:: EXERCISE INPUT

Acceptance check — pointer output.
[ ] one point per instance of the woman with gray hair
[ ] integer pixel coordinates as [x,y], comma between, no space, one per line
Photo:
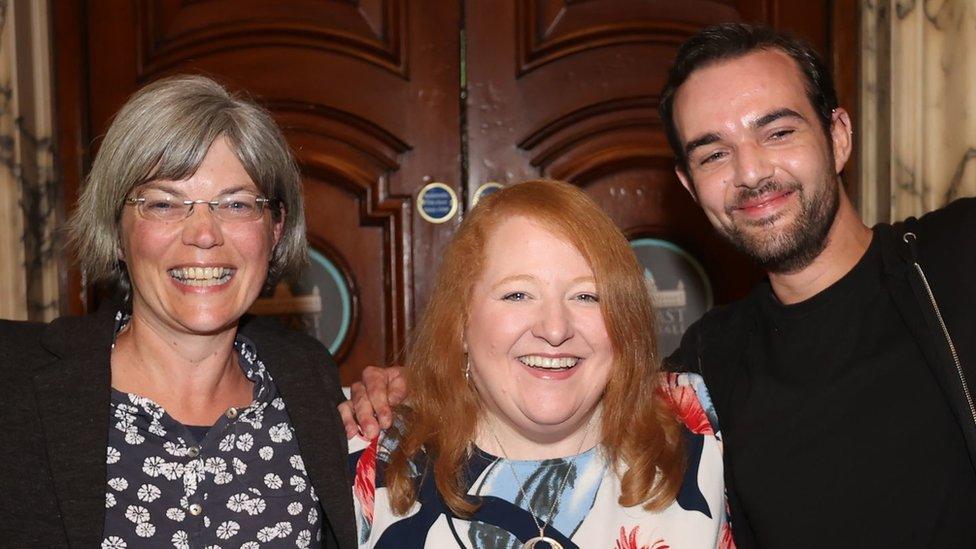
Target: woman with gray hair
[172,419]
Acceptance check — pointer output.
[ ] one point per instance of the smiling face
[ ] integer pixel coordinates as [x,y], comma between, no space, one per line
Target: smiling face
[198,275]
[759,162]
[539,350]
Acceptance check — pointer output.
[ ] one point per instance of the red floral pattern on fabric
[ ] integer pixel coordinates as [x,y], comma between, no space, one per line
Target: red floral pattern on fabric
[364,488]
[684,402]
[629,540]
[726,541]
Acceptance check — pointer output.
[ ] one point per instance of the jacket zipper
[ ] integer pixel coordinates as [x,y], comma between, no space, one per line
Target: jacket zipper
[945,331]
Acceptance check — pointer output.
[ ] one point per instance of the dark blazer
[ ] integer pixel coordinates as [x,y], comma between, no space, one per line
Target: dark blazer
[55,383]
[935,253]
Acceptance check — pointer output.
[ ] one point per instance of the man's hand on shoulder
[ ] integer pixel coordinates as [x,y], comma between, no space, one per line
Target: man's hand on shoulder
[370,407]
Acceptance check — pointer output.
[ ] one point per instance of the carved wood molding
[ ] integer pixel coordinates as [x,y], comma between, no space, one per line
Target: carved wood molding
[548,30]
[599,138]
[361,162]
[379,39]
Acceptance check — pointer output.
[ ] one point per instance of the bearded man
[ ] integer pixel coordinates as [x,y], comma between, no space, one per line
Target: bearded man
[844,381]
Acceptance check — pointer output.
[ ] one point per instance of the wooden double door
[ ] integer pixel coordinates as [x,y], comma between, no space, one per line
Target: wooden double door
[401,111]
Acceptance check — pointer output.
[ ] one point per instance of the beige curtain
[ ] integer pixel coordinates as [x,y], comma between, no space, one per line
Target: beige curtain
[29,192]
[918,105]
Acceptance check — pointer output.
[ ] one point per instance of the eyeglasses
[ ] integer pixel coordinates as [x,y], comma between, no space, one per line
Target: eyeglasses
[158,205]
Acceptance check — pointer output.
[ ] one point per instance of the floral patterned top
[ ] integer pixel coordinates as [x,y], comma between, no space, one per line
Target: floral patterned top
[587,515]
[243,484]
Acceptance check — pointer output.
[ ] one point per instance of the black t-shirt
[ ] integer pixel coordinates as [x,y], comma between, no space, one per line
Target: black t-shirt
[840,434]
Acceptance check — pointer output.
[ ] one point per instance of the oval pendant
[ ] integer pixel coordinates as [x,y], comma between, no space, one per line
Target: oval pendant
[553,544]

::::
:: EXERCISE INPUT

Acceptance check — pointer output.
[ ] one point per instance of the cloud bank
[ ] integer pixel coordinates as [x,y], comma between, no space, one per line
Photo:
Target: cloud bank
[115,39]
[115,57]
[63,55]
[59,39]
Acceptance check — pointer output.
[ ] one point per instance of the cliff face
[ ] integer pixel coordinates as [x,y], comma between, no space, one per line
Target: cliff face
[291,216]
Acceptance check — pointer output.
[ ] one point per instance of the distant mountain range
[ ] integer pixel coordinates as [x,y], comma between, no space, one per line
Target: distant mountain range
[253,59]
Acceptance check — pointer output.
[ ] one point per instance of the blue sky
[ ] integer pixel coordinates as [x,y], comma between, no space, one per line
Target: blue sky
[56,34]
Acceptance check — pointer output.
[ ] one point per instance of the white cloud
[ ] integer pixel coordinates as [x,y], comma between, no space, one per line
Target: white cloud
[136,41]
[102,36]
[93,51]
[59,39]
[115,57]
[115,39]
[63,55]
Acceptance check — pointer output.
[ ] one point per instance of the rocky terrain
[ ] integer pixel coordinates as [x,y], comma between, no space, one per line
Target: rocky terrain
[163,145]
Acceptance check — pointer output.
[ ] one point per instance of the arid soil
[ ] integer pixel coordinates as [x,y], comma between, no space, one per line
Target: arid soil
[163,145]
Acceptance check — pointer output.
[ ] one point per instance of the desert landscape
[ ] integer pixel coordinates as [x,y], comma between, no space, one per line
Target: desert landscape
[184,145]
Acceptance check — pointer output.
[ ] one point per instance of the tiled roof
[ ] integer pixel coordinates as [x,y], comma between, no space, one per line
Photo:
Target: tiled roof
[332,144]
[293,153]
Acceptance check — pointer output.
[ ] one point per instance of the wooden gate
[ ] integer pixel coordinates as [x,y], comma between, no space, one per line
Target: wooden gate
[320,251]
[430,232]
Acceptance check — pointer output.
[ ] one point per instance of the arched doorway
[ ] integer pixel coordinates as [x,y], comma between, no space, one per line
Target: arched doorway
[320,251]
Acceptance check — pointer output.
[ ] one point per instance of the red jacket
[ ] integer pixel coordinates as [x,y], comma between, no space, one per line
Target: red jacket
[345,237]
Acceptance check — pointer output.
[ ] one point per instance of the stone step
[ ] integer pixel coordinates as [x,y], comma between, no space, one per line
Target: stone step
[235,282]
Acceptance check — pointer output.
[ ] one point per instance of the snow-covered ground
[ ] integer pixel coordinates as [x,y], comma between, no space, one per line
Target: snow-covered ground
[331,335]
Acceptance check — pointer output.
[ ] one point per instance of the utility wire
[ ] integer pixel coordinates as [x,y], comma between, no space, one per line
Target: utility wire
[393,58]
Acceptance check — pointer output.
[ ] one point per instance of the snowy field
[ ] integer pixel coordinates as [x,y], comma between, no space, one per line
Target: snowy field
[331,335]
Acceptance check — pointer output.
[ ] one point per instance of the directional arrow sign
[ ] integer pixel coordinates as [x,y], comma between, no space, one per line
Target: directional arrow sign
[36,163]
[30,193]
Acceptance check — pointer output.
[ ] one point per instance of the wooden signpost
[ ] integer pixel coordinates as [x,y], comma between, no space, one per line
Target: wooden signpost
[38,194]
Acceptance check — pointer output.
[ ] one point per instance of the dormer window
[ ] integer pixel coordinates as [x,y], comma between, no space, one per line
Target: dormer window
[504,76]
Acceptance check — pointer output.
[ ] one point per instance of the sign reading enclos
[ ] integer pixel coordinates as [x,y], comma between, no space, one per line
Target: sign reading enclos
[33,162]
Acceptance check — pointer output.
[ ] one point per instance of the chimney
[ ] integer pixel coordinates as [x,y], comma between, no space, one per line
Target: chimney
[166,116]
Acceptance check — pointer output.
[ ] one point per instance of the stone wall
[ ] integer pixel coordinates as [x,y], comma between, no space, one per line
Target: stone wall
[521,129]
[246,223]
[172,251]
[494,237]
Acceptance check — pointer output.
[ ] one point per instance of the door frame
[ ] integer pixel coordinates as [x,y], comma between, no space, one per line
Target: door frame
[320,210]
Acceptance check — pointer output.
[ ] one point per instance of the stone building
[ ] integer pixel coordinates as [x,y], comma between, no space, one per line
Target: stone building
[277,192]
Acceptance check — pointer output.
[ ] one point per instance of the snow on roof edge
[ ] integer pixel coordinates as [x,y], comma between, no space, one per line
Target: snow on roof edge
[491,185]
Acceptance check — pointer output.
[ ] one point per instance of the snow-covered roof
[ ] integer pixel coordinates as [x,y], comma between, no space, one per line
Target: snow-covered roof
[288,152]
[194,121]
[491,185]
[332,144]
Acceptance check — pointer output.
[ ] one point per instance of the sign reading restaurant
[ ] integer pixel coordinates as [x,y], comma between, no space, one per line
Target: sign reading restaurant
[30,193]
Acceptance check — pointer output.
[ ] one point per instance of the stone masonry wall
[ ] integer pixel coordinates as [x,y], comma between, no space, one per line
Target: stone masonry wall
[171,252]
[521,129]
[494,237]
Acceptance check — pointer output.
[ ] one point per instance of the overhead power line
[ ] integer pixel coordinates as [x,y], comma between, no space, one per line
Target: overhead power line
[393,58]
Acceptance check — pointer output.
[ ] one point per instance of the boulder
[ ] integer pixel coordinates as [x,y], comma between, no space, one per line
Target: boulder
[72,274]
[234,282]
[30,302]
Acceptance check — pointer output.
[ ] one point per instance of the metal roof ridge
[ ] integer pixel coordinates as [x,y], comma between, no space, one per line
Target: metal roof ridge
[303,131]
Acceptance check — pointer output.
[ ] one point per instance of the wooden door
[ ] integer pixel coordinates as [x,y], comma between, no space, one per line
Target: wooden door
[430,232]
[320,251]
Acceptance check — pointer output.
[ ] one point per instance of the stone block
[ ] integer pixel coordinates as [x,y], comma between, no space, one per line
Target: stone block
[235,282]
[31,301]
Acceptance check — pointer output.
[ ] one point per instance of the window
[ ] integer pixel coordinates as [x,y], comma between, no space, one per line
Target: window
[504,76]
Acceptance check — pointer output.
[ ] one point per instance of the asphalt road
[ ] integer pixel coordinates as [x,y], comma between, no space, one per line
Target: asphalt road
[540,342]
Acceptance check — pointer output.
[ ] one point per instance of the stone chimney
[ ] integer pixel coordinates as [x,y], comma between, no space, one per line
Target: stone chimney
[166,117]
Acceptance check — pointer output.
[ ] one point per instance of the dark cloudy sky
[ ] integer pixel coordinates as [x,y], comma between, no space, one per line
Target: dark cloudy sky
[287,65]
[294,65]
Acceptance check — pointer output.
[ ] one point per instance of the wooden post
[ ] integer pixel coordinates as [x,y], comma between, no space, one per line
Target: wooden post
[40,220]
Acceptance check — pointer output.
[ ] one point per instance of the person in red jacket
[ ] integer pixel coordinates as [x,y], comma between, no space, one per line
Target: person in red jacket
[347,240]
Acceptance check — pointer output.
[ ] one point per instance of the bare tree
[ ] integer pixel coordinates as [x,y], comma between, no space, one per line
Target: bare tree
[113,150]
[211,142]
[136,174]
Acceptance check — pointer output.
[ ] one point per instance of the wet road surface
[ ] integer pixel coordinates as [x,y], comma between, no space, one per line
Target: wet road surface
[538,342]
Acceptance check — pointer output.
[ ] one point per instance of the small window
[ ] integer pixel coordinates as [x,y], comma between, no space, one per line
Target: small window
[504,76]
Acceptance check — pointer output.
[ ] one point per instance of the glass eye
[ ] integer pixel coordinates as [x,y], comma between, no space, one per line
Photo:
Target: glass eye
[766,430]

::::

INSTRUCTIONS TO FOLLOW.
Show each line in the listing above that contains the word "wall".

COMPLETED TASK.
[ ] one point per instance of the stone wall
Target: stone wall
[ ] one point per instance of the stone masonry wall
Target: stone masonry wall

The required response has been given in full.